=== DATASET EXTRACT ===
================================

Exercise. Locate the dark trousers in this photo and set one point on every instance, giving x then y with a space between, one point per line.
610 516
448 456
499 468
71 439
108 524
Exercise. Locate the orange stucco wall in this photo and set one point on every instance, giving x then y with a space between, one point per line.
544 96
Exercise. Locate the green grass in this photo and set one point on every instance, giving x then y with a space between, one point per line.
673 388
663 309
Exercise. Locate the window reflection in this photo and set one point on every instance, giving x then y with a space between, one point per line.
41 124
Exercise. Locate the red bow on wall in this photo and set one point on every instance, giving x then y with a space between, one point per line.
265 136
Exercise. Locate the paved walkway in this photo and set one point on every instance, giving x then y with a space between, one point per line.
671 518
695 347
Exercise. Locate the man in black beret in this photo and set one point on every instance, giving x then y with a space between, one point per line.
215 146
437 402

================================

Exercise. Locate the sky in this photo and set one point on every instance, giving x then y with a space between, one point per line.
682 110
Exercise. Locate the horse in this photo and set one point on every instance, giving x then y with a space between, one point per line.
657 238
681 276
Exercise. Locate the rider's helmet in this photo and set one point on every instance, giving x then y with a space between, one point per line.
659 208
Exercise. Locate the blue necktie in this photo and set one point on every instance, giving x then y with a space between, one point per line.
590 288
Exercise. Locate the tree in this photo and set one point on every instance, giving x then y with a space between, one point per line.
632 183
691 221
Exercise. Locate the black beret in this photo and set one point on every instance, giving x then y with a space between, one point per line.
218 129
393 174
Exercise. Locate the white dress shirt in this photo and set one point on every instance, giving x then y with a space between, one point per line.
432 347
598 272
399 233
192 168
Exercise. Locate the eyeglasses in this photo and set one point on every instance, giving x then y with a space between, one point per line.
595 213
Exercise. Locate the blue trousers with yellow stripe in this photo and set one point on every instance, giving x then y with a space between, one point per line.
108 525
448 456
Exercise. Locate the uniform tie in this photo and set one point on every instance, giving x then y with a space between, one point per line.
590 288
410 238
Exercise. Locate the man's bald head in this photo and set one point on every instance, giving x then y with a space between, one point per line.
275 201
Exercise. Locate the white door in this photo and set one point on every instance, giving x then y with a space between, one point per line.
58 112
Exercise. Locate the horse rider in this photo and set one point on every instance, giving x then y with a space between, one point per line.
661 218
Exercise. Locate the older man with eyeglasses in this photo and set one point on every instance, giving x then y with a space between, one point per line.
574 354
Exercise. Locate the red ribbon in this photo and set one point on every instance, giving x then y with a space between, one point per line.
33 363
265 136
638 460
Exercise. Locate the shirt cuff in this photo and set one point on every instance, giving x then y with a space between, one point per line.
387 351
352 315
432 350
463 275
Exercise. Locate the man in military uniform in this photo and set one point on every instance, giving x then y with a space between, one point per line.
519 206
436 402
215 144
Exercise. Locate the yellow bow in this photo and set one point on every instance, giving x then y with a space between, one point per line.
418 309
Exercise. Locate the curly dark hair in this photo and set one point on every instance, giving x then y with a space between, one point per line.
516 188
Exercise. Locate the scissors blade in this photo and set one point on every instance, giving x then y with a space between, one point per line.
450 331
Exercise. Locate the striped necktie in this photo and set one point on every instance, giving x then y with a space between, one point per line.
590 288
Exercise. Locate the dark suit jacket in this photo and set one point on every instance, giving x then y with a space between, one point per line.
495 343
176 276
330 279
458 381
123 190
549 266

================================

From the records, pull out every line that contains the string "beret" and copy each one unchanged. Uppercase and lowercase letters count as different.

=== EXPECTED ANSWER ===
Exercise. Locate the man in black beret in this photo and set one point on every instance, giving x then y with a space between, one point per line.
Exercise. Locate the black beret in this photo and set one point on every instance, giving x then y with a space between, one point per line.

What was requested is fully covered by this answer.